• _SHORT EXERCISE_: Copy out every one of the records below, swapping "Pick out" for "Mark" each time it appears and changing nothing else.

======== DATA SHOWN

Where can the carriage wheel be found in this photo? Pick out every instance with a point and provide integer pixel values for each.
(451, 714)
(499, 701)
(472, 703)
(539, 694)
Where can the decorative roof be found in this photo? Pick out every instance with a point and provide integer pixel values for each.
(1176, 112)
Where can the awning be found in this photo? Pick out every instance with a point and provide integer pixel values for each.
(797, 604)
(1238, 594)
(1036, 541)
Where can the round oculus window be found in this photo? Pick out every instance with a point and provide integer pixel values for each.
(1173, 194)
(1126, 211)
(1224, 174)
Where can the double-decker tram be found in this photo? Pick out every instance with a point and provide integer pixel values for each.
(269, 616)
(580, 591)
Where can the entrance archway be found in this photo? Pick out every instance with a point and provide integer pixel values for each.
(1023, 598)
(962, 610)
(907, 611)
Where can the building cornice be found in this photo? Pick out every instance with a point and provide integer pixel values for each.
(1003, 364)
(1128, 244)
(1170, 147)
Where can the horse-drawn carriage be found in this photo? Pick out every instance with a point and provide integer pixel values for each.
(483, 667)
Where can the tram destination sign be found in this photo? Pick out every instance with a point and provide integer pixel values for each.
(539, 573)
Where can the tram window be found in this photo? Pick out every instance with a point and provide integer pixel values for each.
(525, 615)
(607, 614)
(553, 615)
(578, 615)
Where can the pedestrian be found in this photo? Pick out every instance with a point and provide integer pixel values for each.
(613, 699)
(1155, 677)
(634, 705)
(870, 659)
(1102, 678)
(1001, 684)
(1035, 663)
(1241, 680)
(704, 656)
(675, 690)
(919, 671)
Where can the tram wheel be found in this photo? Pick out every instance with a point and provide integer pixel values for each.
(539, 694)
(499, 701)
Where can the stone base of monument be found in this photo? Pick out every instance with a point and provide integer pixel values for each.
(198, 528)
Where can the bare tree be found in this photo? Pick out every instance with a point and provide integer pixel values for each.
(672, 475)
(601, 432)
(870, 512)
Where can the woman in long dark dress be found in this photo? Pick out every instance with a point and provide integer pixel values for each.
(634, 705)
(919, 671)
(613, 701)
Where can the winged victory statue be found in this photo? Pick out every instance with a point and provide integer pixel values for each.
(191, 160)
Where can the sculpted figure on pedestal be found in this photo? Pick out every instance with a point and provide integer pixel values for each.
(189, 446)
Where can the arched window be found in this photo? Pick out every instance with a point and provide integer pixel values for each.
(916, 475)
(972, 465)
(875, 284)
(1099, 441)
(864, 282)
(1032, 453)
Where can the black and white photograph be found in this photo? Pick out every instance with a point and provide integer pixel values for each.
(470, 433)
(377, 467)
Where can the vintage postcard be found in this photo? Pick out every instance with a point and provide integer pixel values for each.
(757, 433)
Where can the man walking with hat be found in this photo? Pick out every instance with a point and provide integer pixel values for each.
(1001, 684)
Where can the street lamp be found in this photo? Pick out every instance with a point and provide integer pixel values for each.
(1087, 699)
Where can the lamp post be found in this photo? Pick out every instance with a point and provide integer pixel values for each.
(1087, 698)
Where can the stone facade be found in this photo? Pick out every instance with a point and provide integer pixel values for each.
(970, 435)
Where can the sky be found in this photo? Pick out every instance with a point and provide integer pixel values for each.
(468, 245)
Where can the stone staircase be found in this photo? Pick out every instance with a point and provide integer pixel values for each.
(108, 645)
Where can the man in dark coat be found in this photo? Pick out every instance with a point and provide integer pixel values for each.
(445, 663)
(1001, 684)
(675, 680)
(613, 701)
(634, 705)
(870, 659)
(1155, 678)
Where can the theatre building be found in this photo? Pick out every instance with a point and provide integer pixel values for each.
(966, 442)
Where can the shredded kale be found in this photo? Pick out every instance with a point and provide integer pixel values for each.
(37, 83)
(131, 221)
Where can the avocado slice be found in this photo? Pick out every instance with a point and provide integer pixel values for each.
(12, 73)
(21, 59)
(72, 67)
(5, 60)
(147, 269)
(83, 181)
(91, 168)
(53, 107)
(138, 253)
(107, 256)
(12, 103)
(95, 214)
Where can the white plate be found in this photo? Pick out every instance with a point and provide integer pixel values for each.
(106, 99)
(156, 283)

================

• _TASK RESPONSE_:
Where can the carriage wheel be found in this photo? Mark every instance with a point and provide integer pixel values for each.
(451, 714)
(499, 701)
(472, 703)
(539, 694)
Where can the decorative roof be found in this photo? Mark every instance with a point and provide integer pixel values for each.
(1176, 112)
Where can the awning be found in this photo? Mark every instance with a point and provide integer pixel values for each.
(797, 604)
(1238, 594)
(1036, 541)
Where can the round oculus window be found in this photo? Mark every instance with a point and provide integer pixel values for each.
(1173, 194)
(1126, 211)
(1224, 174)
Where can the double-decker tram be found in this photo? Mark every instance with a point and provide integer pixel values for each.
(269, 616)
(580, 591)
Where can the entrance archway be found in this photo? Mark every instance with a point and provide integer pixel values for each.
(1023, 598)
(962, 610)
(907, 611)
Where can the building cornice be found in this photo? Mark every instance with a point and provide integer pixel values for each.
(1003, 364)
(1128, 244)
(1170, 147)
Where can the horse-drawn carriage be found in this photo? Mark every instance with a point and provide integer pixel values for each.
(483, 667)
Where can the tram destination sign be found in this photo? Mark every instance with a point and provide integer pixel values for each.
(539, 573)
Where can the tram window be found in this photo? Mark every instance with a point and provide integer pixel values for each.
(525, 615)
(607, 614)
(553, 615)
(578, 615)
Where can the pedestrian be found in this photo? Mark every instance with a point and provide integer pixel values for each.
(613, 699)
(1155, 677)
(634, 705)
(870, 659)
(1102, 678)
(1001, 684)
(1035, 663)
(1241, 680)
(704, 656)
(675, 690)
(919, 671)
Where can the tram wheel be found in this photo? Mark every instance with a point and provide integer pixel values for each.
(539, 694)
(499, 701)
Where can the stone base of monument be found in this photo? Mark every instance with a point and provide integer pixel values for each.
(198, 528)
Where can the bare tree be found in this photo? Mark every instance with a point and provide integer pixel values for each.
(672, 475)
(601, 432)
(870, 512)
Where can the woman in long dark dress be found in this photo? Mark every instance with a point and provide integer pixel values for each.
(634, 705)
(919, 671)
(613, 701)
Where can the winged victory statue be found in this photo? Mark every instance with a point and provide integer pixel values for each.
(191, 160)
Where can the sculpted figure on pedestal be found in this photo? Mark every instance with a point and provide integer pixel values for each.
(189, 446)
Where can the arched window be found in this photo? Mark every instance with a point and provide integer pixel values for each.
(916, 475)
(972, 465)
(875, 284)
(1099, 441)
(864, 282)
(1032, 453)
Where can the black and white photograph be found in this photo? Mark every instance with a point and provide integer pixel values for each.
(470, 433)
(377, 467)
Where can the vintage postcard be found in this photo? Mark every instance with a point and provide integer pixel values for each.
(757, 433)
Where can the man walking with hat be found in this photo? Mark every instance with a point and provide integer pixel values for each.
(1001, 684)
Where can the street lamp be found in this photo? Mark every instance with a point and provide integer pixel values for each.
(1087, 699)
Where can the lamp post be found in this photo? Mark every instance with a point and provide integer pixel values for each.
(1087, 698)
Where can the stone facade be found in this photo? Mark every instance with a point and provide integer pixel values for each.
(970, 435)
Where can the sky be found in this photo? Mark every instance with a point and provide integer pixel values for each.
(468, 245)
Where can the stone staircase be found in this photo? Mark every instance with a point and provide integer pixel values for each.
(108, 645)
Where can the man in dark coat be found in this photo? Mark every instance with a point and provide integer pixel values for each.
(445, 663)
(1001, 684)
(675, 680)
(613, 701)
(634, 705)
(870, 659)
(1155, 678)
Where can the theatre building be found in this photo? Mark every instance with a point and provide integer pixel values for each.
(966, 442)
Where can the shredded kale be found in this photo? Mark every instance with a point and provide integer pixel values for each.
(37, 83)
(131, 221)
Where can the avocado slice be found in this photo? Mark every instance with a point and provide integer pixel values for each.
(12, 73)
(21, 59)
(72, 67)
(5, 60)
(147, 269)
(83, 181)
(91, 168)
(53, 107)
(138, 253)
(107, 256)
(12, 103)
(95, 214)
Where can the white plate be found in this photo? Mark every instance with a point and provide integer pixel values for each.
(106, 99)
(156, 283)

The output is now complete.